Tracy grills March in Inherit the Wind

Tuesday

A Tennessee high school teacher was recently fired for teaching about white privilege in a Contemporary Issues course, bringing to mind the John Thomas Scopes monkey trial, which occurred in another Tennessee town just under a century ago. Growing up in Tennessee, I remember being fascinated by the account we get of that trial in the 1955 play Inherit the Wind, by Jerome Lawrence and Robert E. Lee. I remember the play assuring my adolescent self that the forces of enlightenment will always prevail. I’m no longer confident that this is the case.

According to an article in The Boston Globe, Matthew Hawn was fired for teaching the Ta-Nehisi Coates essay “The First White President” (about Donald Trump) and a spoken word poem by Kyla Jenée Lacey to his students. I’ll see if I can track down the poem for a future post, but the Globe cited the following passage from the Coates essay:

“[Donald Trump’s] political career began in advocacy of birtherism, that modern recasting of the old American precept that Black people are not fit to be citizens of the country they built,” Coates writes of the former president. “It is often said that Trump has no real ideology, which is not true — his ideology is white supremacy, in all its truculent and sanctimonious power.”

According to the Globe article,

Hawn’s firing was precipitated by a parent who complained to the district that the essay conveyed a “somewhat angry, and hateful opinion towards President Trump” and contained words he believed should not be “introduced to our children by a high school teacher,” according to documents provided to WJHL.com.

According to the documents, Hawn said he was comfortable assigning the essay because “those were the words of the President and I thought the kids were mature enough to handle it.”

When asked what other reading materials he could have assigned to offer a differing viewpoint, Hawn replied: “There is no credible source for a differing point of view.”

Most of the public accounts of the affair are from the School Board so I don’t have the full story. Some former students report that Hawn was a balanced teacher so there’s that. If the School Board is right that Hawn was simply preaching to the class rather that getting his students to probe the issues—well, that would not be good teaching, although if teachers who lecture their classes regularly got fired, there would be a teacher shortage.

I want to know what the school board means by balanced, however. If they think that Hawn should be open to, say, debating whether Barack Obama is Kenyan-born or not, that’s not teaching but just lending legitimacy to fringe theories (as though facts are open to debate). It’s one thing to debate reasonable positions, but is a teacher supposed to rub his or her chin thoughtfully if someone trots out the latest “Democrats are pedophile cannibals” QAnon theory? You can see the challenges teachers face. Teachers have to listen to where students are coming from, but they can’t surrender intellectual integrity.

SUPPLIED INFORMATION:
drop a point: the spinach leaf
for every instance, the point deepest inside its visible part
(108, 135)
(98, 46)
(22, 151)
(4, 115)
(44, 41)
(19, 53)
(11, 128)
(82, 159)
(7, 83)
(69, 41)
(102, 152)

DESCRIPTION OF THE TASK: In the post about the Tennessee teacher's firing, which Ta-Nehisi Coates essay did Matthew Hawn teach to his students? The records have no connection to the text.

SOLUTION TO THIS TASK: "The First White President," an essay about Donald Trump.